**** Records provided ****
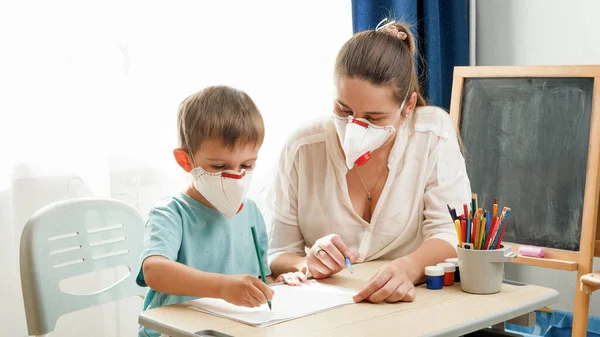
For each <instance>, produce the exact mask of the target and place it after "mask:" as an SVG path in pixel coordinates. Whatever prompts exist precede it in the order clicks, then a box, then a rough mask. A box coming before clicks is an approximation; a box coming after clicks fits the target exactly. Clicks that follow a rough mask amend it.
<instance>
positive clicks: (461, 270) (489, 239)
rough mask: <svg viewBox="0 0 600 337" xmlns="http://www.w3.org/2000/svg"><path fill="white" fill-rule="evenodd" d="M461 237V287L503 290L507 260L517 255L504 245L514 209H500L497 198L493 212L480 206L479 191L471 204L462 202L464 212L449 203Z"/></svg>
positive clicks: (458, 253)
mask: <svg viewBox="0 0 600 337" xmlns="http://www.w3.org/2000/svg"><path fill="white" fill-rule="evenodd" d="M448 211H449V212H450V216H451V217H452V220H453V221H454V226H455V229H456V234H457V236H458V239H459V244H458V247H457V254H458V267H459V268H458V269H459V270H460V286H461V289H462V290H463V291H464V292H467V293H472V294H494V293H498V292H500V291H501V290H502V280H503V279H504V263H505V262H511V261H512V259H513V258H514V257H516V256H517V254H515V253H513V252H512V251H511V248H510V246H504V245H502V237H503V236H504V232H505V231H506V226H507V224H508V218H509V217H510V213H511V209H510V208H509V207H504V208H503V209H502V211H501V212H498V198H494V203H493V206H492V210H491V211H486V210H485V209H483V208H479V207H478V205H477V194H473V197H472V199H471V211H469V205H466V204H465V205H463V214H462V215H461V216H458V215H457V213H456V210H455V209H453V208H451V207H450V206H448Z"/></svg>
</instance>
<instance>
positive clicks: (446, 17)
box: [352, 0, 469, 109]
mask: <svg viewBox="0 0 600 337" xmlns="http://www.w3.org/2000/svg"><path fill="white" fill-rule="evenodd" d="M386 17H387V18H391V19H395V20H398V21H403V22H406V23H408V24H410V25H412V30H413V34H414V35H415V38H416V40H417V41H416V42H417V48H418V50H419V53H420V54H421V56H422V57H423V61H424V62H418V63H417V64H418V71H419V74H420V78H421V80H422V81H421V85H422V86H423V93H424V94H425V96H426V97H427V99H428V100H429V103H430V104H431V105H437V106H440V107H443V108H445V109H449V108H450V95H451V91H452V74H453V70H454V66H465V65H469V12H468V1H467V0H352V25H353V30H354V32H355V33H357V32H360V31H363V30H367V29H374V28H375V27H376V26H377V24H378V23H379V22H380V21H381V20H382V19H383V18H386Z"/></svg>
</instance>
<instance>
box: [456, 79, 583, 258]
mask: <svg viewBox="0 0 600 337" xmlns="http://www.w3.org/2000/svg"><path fill="white" fill-rule="evenodd" d="M593 84H594V79H593V78H465V79H464V84H463V95H462V109H461V117H460V133H461V136H462V139H463V141H464V145H465V159H466V162H467V172H468V174H469V178H470V180H471V187H472V190H473V193H477V194H478V197H479V205H480V207H485V208H487V209H491V206H492V200H493V198H494V197H496V196H497V197H499V199H500V207H503V206H507V207H510V208H511V209H512V213H511V217H510V220H509V224H508V226H507V229H506V233H505V236H504V240H505V241H508V242H514V243H520V244H528V245H536V246H542V247H549V248H557V249H565V250H572V251H578V250H579V240H580V235H581V226H582V212H583V198H584V189H585V179H586V166H587V158H588V141H589V133H590V119H591V111H592V93H593V92H592V90H593Z"/></svg>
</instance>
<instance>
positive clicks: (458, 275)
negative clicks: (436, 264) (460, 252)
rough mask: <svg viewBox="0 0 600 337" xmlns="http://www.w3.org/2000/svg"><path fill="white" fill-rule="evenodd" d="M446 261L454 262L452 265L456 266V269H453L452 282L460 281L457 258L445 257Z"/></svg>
mask: <svg viewBox="0 0 600 337" xmlns="http://www.w3.org/2000/svg"><path fill="white" fill-rule="evenodd" d="M446 262H447V263H453V264H454V267H456V270H455V271H454V282H460V272H459V270H458V258H457V257H451V258H449V259H446Z"/></svg>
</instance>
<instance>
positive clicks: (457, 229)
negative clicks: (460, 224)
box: [454, 219, 462, 248]
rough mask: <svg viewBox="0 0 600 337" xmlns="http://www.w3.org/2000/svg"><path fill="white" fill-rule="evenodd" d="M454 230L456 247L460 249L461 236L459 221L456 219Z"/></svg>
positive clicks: (459, 220)
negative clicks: (455, 241)
mask: <svg viewBox="0 0 600 337" xmlns="http://www.w3.org/2000/svg"><path fill="white" fill-rule="evenodd" d="M454 229H456V236H457V238H458V246H459V247H461V248H462V237H461V236H462V235H461V228H460V220H458V219H456V220H454Z"/></svg>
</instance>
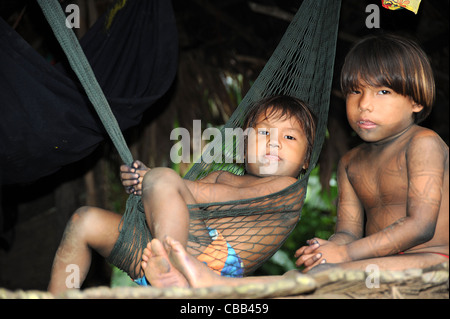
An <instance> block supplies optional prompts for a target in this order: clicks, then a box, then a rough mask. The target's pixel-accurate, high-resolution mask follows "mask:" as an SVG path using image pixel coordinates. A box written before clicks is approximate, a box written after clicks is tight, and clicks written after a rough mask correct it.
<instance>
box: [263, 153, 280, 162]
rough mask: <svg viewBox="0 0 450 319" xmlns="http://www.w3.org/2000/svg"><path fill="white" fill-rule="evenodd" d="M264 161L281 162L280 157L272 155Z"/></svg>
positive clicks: (271, 154)
mask: <svg viewBox="0 0 450 319" xmlns="http://www.w3.org/2000/svg"><path fill="white" fill-rule="evenodd" d="M264 159H265V160H267V161H268V162H278V161H280V158H279V157H278V155H272V154H266V155H264Z"/></svg>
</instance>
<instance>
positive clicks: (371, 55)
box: [341, 35, 435, 122]
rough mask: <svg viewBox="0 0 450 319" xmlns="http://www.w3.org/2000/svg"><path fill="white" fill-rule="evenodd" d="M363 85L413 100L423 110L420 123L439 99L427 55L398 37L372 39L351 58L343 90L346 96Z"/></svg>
mask: <svg viewBox="0 0 450 319" xmlns="http://www.w3.org/2000/svg"><path fill="white" fill-rule="evenodd" d="M361 85H367V86H372V87H380V86H384V87H388V88H391V89H392V90H394V91H395V92H396V93H398V94H401V95H403V96H409V97H411V98H412V99H413V101H414V102H415V103H418V104H420V105H422V106H423V107H424V108H423V110H422V111H421V112H420V113H418V114H416V122H420V121H422V120H424V119H425V118H426V117H427V116H428V115H429V113H430V112H431V107H432V105H433V102H434V98H435V84H434V77H433V73H432V69H431V66H430V63H429V61H428V58H427V56H426V54H425V52H424V51H423V50H422V49H421V48H420V47H419V46H418V45H417V44H416V43H414V42H413V41H410V40H408V39H405V38H402V37H398V36H394V35H382V36H370V37H368V38H366V39H364V40H362V41H361V42H359V43H358V44H357V45H356V46H355V47H353V48H352V49H351V50H350V52H349V53H348V54H347V57H346V59H345V62H344V66H343V67H342V72H341V89H342V92H343V94H344V95H345V96H347V95H348V94H349V93H351V92H352V91H354V90H356V89H358V87H360V86H361Z"/></svg>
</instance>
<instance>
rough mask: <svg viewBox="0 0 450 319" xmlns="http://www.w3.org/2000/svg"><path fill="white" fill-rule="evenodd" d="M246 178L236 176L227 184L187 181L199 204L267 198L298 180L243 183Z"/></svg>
mask: <svg viewBox="0 0 450 319" xmlns="http://www.w3.org/2000/svg"><path fill="white" fill-rule="evenodd" d="M243 178H245V177H242V176H235V178H232V179H231V180H228V181H227V183H211V182H206V183H205V182H203V181H202V180H199V181H188V180H185V183H186V186H187V187H188V188H189V190H190V192H191V193H192V195H193V196H194V198H195V200H196V202H197V203H212V202H227V201H233V200H241V199H249V198H255V197H259V196H265V195H269V194H273V193H276V192H278V191H281V190H283V189H284V188H286V187H288V186H289V185H291V184H293V183H295V182H296V181H297V179H295V178H293V177H289V176H281V177H274V176H272V177H265V178H254V179H253V180H252V181H250V182H248V183H242V179H243Z"/></svg>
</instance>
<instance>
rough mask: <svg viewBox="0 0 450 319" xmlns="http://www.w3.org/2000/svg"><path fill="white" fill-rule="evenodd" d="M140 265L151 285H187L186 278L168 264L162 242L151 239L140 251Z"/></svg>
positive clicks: (165, 254) (159, 287)
mask: <svg viewBox="0 0 450 319" xmlns="http://www.w3.org/2000/svg"><path fill="white" fill-rule="evenodd" d="M141 267H142V269H143V270H144V273H145V277H146V278H147V280H148V281H149V282H150V284H151V285H152V286H153V287H157V288H163V287H174V286H175V287H189V284H188V282H187V280H186V278H185V277H184V276H183V275H182V274H181V273H180V272H179V271H178V270H177V269H176V268H175V267H173V266H172V265H171V264H170V261H169V257H168V255H167V253H166V250H165V249H164V247H163V245H162V243H161V242H160V241H159V240H158V239H153V240H152V241H151V242H149V243H148V244H147V247H146V248H145V249H144V251H143V253H142V262H141Z"/></svg>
****
**Prompt:**
Where a line of the entries contains the word "pixel", count it, then state the total and nothing else.

**Response area:**
2